=== Begin Enclosure ===

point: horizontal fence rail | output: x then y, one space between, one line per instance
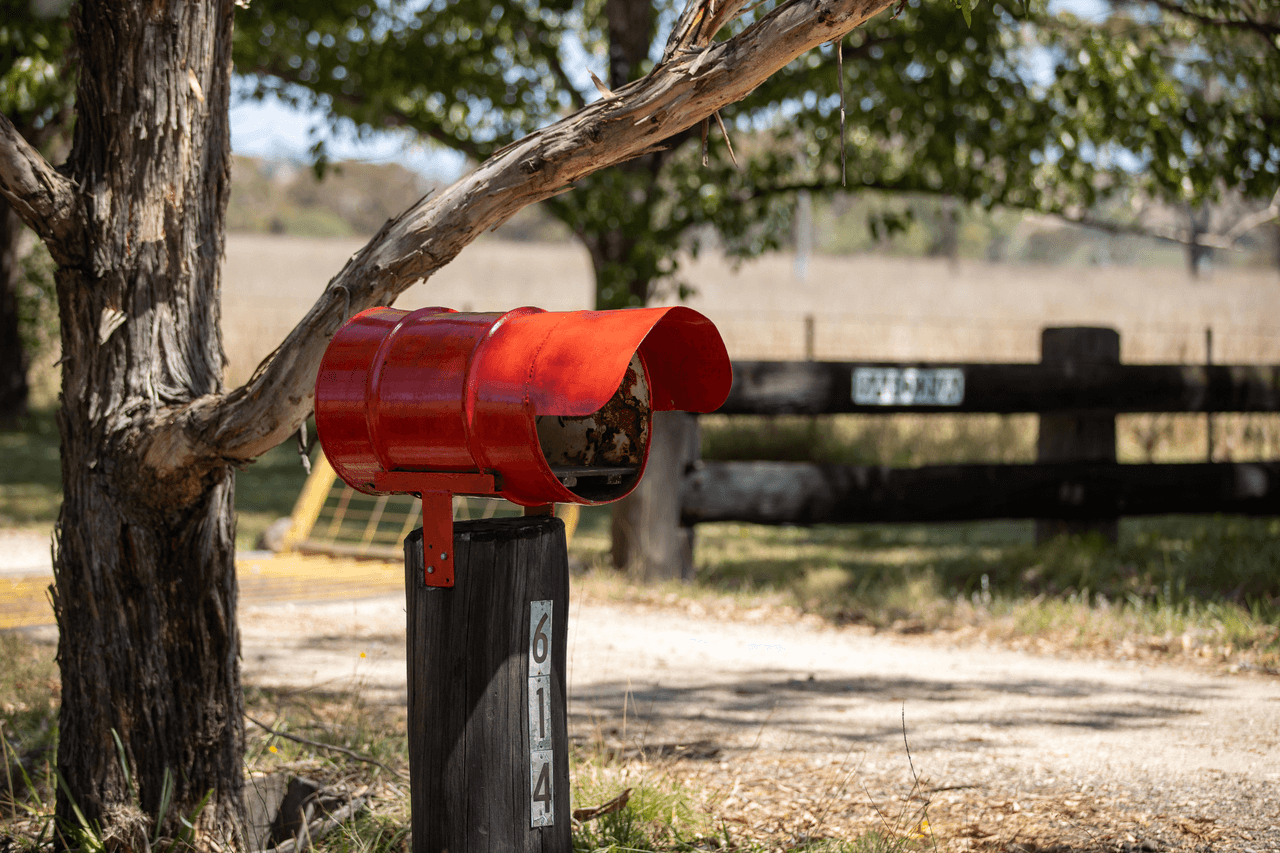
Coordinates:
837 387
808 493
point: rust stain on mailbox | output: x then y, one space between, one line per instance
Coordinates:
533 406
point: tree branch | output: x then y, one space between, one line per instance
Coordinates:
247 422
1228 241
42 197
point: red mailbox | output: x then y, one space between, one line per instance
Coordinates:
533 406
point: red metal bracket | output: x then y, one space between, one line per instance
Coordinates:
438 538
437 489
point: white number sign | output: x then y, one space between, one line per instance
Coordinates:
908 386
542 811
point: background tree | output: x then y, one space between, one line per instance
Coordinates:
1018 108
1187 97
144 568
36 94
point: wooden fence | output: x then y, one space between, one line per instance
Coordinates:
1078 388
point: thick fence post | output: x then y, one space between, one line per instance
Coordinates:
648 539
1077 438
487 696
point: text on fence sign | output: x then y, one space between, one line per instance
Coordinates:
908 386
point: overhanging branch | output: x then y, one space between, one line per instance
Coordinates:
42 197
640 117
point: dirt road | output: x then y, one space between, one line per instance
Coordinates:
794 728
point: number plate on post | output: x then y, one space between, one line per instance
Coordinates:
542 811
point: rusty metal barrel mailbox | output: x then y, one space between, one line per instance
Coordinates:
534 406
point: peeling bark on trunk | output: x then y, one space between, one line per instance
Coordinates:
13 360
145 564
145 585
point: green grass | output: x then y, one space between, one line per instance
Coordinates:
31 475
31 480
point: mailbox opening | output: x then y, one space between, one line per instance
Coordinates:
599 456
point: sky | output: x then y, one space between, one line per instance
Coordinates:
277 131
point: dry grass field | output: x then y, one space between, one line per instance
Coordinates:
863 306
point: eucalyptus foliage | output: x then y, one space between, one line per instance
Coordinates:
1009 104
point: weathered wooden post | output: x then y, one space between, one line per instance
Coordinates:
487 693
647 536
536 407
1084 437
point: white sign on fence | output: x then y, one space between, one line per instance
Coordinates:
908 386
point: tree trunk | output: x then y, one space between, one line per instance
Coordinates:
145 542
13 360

=== End Enclosure ===

*AIM OF THE EXERCISE:* Among the lines of the listing above, which ones hold "wooden"? Copy them.

*WRITTEN ANSWER:*
point: wooden fence | output: x then y, one space between, one line per instance
point: weathered wooden post | output: x then y, one space between, one line per instance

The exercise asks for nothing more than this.